Find where "Where can the terracotta" occurs in the data below, and retype that line and every later line exactly.

◆ ◆ ◆

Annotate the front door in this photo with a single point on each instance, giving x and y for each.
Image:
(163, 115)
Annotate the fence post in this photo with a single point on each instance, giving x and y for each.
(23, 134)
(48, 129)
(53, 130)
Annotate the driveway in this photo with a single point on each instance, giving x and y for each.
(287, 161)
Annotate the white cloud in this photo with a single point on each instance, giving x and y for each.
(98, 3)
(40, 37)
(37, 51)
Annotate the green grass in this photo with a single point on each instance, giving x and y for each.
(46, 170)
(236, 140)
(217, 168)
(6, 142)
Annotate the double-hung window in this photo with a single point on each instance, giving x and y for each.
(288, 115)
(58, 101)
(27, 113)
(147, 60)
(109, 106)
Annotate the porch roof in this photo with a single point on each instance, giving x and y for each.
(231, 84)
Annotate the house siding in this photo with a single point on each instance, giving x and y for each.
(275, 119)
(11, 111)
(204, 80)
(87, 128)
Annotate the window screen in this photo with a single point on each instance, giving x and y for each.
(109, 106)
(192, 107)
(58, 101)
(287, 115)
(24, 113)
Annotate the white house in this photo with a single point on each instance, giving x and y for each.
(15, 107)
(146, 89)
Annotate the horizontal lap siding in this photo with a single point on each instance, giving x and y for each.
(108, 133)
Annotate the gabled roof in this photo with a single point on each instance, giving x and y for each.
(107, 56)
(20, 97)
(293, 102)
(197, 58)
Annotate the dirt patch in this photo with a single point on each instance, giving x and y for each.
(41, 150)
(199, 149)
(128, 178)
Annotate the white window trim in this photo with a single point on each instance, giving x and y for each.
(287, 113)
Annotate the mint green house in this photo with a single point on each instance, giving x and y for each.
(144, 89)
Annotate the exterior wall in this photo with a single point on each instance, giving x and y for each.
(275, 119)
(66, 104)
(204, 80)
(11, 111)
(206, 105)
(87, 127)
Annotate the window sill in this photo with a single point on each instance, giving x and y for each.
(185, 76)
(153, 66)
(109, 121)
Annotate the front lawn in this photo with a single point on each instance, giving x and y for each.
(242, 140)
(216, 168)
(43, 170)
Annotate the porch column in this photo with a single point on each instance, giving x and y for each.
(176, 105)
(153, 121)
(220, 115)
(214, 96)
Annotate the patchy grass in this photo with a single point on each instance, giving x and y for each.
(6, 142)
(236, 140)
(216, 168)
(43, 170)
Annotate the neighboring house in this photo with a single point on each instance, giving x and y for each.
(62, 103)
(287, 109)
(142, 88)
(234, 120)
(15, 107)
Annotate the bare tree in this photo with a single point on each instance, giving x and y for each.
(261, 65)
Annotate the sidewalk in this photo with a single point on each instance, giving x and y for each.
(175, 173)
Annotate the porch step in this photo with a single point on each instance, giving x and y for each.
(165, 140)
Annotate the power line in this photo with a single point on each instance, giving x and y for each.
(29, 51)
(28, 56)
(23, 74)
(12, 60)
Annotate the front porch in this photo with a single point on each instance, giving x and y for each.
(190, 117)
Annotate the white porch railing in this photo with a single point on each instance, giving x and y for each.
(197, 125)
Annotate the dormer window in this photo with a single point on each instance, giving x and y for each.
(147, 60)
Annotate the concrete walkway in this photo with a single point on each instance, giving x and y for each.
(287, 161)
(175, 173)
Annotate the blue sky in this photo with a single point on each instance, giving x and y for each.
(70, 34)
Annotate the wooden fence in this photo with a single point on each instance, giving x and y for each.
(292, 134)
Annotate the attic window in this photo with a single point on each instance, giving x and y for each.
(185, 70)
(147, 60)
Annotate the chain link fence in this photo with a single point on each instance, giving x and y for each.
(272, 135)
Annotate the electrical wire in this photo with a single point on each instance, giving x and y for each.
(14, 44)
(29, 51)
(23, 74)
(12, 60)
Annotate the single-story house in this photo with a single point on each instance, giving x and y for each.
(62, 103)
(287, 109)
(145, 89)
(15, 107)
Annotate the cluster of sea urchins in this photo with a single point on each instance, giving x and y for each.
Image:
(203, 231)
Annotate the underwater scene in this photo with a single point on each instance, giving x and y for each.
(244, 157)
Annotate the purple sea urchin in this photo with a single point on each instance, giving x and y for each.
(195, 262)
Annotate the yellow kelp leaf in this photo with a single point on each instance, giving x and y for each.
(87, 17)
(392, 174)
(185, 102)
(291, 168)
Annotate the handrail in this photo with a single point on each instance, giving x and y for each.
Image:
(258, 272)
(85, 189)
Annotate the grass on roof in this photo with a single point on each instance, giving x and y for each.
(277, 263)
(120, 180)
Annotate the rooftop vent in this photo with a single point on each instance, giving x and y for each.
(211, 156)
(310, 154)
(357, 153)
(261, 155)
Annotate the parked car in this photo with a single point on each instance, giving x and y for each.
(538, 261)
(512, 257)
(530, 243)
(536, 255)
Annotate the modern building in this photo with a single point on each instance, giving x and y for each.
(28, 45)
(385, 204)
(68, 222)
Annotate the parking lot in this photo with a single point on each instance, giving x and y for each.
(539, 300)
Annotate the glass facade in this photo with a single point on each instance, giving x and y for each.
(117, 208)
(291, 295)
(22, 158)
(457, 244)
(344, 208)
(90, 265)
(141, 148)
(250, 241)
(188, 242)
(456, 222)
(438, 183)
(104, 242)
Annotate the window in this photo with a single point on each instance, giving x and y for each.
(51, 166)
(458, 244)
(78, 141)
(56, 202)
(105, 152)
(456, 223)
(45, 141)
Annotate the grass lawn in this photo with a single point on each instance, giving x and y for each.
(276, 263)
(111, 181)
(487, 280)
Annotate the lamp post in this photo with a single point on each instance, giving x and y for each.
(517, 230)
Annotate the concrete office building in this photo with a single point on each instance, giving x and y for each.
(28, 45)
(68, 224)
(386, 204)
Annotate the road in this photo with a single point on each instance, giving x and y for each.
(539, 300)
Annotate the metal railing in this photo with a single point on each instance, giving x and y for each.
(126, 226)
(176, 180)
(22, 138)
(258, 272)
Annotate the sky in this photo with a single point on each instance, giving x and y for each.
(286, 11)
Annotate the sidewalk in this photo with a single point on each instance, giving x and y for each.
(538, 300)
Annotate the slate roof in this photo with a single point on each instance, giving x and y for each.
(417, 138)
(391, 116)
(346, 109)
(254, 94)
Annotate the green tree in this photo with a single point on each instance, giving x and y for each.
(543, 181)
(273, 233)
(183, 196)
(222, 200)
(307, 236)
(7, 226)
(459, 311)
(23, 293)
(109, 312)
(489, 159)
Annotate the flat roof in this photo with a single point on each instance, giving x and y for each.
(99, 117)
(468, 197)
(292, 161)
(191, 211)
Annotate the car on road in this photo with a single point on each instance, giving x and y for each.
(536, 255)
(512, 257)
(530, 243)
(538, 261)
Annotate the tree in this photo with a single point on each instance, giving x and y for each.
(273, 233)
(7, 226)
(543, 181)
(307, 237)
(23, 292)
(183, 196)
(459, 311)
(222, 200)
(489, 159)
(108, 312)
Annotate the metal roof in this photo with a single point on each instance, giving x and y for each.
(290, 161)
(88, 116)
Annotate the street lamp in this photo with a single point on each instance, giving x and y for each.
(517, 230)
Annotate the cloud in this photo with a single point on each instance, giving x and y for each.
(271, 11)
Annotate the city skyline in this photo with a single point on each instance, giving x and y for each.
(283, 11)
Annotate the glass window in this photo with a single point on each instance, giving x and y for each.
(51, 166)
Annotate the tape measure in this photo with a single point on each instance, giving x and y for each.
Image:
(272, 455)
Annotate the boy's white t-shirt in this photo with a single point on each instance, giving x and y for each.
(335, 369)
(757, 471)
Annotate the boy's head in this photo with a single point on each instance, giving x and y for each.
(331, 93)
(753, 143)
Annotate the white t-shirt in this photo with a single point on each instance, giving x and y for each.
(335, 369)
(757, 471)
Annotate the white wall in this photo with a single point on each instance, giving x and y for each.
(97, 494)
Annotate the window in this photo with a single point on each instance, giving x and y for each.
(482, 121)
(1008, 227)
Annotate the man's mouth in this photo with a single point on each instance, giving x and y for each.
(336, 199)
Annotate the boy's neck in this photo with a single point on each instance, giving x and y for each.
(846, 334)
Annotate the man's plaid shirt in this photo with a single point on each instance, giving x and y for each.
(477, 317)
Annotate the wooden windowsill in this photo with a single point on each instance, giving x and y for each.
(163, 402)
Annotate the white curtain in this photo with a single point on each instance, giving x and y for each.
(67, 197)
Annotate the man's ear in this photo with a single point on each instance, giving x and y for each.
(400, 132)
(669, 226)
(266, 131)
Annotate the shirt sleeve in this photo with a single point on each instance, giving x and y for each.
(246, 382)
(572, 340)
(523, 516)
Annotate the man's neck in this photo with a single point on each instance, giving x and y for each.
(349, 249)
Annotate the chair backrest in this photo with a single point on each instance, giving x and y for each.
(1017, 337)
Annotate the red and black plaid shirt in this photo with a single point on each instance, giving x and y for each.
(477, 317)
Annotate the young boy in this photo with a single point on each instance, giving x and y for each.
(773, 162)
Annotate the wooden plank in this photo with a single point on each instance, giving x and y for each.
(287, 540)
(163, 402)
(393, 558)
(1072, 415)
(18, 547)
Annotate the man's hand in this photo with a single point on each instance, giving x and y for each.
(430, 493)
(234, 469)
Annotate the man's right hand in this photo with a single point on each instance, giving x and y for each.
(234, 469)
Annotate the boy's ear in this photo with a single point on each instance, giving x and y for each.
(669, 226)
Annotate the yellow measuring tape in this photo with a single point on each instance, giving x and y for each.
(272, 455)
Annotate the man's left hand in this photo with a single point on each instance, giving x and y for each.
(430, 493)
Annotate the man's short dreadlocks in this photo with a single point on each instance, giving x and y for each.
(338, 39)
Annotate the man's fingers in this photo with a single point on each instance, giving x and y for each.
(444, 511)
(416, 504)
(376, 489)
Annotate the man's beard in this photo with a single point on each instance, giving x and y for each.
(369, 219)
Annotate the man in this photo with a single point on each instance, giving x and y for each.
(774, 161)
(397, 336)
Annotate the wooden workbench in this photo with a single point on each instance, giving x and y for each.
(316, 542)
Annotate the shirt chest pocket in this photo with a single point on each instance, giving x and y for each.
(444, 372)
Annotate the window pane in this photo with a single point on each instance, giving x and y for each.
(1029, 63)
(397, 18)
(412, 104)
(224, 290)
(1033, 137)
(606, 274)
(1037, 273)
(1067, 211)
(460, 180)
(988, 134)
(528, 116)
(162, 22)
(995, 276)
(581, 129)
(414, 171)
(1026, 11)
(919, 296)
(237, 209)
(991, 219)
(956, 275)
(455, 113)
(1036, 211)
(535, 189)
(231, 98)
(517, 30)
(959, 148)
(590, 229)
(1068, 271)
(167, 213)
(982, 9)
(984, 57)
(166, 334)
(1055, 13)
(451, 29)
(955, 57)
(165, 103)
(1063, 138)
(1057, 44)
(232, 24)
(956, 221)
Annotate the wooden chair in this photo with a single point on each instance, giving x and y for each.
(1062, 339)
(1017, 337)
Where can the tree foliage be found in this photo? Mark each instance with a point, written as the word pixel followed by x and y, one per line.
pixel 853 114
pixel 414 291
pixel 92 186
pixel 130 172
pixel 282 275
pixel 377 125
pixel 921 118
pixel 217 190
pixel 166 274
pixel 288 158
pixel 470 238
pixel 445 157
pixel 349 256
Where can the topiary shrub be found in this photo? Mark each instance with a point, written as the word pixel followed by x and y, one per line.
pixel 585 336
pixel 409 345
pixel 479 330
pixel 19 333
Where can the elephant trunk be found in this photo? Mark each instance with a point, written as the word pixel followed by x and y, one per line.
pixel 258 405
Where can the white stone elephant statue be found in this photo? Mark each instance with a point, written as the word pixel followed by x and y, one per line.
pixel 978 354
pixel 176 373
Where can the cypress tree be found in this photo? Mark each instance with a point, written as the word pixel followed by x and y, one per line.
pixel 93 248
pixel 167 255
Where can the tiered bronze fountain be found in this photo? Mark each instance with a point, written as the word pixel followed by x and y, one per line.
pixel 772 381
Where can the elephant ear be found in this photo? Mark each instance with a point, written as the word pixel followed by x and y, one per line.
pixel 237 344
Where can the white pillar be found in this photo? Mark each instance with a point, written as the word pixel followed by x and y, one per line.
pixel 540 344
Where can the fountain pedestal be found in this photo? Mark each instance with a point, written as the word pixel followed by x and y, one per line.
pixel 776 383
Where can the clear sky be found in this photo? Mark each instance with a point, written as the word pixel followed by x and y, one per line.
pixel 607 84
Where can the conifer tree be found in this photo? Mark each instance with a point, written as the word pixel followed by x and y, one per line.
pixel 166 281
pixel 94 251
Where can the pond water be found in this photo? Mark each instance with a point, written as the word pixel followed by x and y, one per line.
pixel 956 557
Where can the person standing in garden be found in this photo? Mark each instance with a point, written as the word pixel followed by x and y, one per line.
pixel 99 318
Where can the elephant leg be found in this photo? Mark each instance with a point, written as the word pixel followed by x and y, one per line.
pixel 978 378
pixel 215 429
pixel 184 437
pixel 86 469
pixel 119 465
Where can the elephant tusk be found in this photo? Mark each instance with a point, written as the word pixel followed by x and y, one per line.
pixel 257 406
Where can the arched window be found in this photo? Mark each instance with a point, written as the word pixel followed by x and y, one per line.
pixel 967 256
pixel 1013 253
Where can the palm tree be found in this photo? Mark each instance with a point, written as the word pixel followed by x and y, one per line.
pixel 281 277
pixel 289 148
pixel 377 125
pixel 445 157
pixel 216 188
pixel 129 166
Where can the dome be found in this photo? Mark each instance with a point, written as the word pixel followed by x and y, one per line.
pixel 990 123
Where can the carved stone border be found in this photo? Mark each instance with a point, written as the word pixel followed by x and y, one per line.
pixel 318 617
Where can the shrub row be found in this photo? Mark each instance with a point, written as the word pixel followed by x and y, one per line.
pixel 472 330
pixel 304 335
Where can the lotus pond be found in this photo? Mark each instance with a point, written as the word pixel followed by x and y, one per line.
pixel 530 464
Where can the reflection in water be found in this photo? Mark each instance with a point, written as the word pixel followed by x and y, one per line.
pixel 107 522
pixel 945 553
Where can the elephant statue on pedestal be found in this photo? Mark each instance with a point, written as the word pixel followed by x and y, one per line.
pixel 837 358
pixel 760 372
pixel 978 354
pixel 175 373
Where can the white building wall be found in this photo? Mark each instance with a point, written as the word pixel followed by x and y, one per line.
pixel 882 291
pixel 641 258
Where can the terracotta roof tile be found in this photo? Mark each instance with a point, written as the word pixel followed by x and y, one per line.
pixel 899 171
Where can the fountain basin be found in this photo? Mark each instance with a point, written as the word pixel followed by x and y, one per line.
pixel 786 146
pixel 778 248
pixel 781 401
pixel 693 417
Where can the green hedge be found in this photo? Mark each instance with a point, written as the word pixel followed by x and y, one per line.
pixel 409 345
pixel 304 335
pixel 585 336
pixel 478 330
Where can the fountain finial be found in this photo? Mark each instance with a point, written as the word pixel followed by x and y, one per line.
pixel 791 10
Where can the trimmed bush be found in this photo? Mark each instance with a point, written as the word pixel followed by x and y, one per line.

◆ ◆ ◆

OUTPUT OF THE EXERCISE:
Where can the terracotta roof tile be found in this photo? Mark each instance with a point, written as the word pixel followed by x and y, one per line.
pixel 899 171
Where can the fountain basin be found in this photo? Mark each instance with a point, written as the word pixel followed by x and y, one per line.
pixel 786 146
pixel 778 248
pixel 781 401
pixel 693 417
Where can the green hedge be found in this photo? Mark each instance with a point, written as the word pixel followed by x and y, one per line.
pixel 409 345
pixel 304 335
pixel 585 336
pixel 478 330
Where can the fountain finial be found in this photo? Mark each instance with a point, written as the word pixel followed by x and y, one per line.
pixel 791 10
Where can the trimmed bush be found in this photo? Mark each instance with a point, written as the word pixel followed by x and y, one per line.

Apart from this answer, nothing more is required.